• [Data provided]
Start of Block
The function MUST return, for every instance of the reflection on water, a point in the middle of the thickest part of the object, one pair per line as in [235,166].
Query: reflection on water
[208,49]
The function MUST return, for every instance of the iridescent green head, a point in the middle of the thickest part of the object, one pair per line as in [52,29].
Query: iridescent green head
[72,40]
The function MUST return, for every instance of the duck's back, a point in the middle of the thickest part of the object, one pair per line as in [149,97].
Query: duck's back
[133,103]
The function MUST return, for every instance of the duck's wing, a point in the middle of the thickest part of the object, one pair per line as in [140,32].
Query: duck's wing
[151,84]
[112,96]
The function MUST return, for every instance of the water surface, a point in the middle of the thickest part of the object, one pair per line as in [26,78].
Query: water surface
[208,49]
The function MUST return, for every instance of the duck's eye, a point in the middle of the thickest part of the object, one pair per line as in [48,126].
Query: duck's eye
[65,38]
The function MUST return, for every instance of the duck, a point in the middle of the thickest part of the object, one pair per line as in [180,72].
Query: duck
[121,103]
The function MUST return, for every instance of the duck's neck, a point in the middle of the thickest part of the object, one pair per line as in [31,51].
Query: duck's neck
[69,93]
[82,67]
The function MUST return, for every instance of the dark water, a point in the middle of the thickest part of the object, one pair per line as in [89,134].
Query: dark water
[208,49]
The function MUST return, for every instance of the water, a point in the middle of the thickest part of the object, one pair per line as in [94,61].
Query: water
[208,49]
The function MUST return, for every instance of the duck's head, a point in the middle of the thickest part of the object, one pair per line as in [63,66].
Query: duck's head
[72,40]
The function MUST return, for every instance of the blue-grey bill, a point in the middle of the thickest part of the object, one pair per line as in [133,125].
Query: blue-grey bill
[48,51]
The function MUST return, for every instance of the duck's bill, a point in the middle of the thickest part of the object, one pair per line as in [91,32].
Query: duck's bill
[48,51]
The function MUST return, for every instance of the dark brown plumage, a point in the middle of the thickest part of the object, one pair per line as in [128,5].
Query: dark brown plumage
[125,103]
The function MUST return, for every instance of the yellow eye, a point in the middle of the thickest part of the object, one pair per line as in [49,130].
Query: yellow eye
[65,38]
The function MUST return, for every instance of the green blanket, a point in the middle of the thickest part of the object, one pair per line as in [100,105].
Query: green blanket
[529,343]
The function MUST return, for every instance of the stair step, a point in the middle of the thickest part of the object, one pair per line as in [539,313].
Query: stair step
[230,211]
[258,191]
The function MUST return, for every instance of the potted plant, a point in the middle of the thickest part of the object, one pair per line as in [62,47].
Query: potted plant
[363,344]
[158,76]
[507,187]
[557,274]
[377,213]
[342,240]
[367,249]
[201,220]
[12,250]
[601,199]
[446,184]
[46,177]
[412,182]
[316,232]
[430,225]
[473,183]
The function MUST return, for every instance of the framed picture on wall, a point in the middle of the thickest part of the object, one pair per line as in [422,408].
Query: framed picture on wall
End of Block
Start of Block
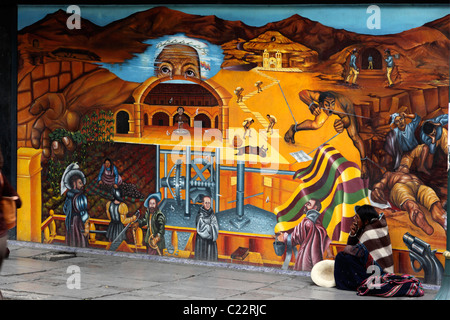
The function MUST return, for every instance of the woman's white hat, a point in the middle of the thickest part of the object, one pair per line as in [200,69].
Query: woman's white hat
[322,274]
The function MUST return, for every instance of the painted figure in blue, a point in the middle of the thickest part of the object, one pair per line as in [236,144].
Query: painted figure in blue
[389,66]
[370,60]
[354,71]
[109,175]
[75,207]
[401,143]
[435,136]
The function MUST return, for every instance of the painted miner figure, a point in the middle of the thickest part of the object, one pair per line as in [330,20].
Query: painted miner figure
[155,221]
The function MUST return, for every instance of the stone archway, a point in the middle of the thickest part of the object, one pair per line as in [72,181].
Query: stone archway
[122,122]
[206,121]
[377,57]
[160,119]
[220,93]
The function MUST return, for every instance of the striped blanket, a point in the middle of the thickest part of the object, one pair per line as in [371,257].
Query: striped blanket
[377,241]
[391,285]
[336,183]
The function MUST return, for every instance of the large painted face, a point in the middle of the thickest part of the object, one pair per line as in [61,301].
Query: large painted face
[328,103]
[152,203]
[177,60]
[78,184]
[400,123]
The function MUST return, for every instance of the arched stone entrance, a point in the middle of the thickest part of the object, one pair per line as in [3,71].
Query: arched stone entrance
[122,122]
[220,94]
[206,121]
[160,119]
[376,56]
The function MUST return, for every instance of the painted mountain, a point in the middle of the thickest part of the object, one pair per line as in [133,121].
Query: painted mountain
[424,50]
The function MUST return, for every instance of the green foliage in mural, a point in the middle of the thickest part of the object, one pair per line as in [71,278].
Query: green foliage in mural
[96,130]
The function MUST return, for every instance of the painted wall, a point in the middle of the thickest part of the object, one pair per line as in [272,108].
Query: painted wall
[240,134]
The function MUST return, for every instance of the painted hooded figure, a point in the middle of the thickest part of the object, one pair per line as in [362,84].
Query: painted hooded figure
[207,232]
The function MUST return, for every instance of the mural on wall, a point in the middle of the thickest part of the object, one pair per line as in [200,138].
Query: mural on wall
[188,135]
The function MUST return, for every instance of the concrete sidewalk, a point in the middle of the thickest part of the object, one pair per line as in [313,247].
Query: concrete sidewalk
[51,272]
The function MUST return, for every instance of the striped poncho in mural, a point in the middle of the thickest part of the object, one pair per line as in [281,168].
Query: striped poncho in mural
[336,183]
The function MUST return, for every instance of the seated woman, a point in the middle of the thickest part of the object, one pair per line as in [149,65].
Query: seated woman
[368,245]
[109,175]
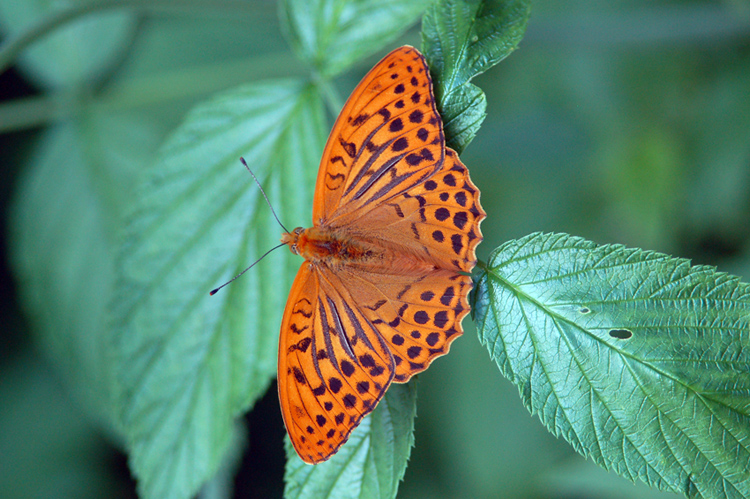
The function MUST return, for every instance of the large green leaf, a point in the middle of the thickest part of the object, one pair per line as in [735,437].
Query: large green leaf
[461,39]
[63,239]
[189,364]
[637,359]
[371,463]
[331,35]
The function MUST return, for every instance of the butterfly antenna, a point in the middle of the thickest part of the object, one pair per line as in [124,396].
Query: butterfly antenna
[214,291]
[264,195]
End of Block
Start of Block
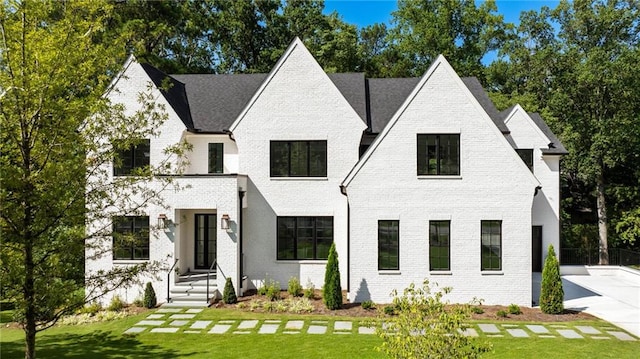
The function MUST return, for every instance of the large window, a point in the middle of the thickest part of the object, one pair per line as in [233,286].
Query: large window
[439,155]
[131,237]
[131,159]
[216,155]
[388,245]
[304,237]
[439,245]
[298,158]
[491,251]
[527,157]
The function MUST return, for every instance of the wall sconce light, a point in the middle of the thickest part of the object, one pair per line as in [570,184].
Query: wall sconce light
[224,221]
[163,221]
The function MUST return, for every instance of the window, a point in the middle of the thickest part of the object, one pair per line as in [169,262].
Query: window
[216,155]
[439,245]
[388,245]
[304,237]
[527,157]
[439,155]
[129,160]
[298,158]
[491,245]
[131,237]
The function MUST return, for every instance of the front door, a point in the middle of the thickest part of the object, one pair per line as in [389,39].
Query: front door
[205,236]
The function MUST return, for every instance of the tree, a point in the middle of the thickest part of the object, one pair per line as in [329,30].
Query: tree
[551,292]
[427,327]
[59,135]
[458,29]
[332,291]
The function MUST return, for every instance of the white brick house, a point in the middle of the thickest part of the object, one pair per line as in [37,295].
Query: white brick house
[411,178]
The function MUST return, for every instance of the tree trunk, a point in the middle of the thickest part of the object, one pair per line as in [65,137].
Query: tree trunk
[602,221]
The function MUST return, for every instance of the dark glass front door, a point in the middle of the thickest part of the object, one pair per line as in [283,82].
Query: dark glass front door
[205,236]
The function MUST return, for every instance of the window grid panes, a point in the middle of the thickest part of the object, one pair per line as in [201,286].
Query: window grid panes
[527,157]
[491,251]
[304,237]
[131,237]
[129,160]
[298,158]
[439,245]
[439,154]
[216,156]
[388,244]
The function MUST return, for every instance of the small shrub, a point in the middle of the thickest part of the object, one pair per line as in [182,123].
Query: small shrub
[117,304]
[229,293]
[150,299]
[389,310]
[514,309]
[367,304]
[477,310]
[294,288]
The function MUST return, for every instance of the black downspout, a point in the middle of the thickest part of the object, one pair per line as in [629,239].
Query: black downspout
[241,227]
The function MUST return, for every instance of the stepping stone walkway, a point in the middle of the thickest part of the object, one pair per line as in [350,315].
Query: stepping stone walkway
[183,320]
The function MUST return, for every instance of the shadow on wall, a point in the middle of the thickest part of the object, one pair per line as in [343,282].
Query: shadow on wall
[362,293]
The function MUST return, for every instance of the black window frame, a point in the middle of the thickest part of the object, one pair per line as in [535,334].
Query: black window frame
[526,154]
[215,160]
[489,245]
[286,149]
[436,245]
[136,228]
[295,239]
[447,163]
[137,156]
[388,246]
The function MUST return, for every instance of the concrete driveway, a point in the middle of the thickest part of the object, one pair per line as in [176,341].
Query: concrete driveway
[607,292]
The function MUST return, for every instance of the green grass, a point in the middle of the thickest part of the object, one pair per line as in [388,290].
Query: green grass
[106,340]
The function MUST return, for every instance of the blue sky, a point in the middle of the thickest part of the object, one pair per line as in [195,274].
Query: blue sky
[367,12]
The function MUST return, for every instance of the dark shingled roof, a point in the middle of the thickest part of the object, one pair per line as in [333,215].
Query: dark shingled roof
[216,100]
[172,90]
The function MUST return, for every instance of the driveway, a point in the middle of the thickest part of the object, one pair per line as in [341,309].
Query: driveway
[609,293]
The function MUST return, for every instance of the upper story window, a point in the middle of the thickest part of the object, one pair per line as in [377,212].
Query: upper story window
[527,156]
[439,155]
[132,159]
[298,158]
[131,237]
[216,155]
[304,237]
End of Block
• [Task instructions]
A complete answer reproduces every line of the records in which the word "framed" occurs.

• [Task result]
The function MUST return, for every instance of the framed picture on wall, a point in the middle of the thickest part of the object, one pair per line as in [422,408].
Query: framed picture on wall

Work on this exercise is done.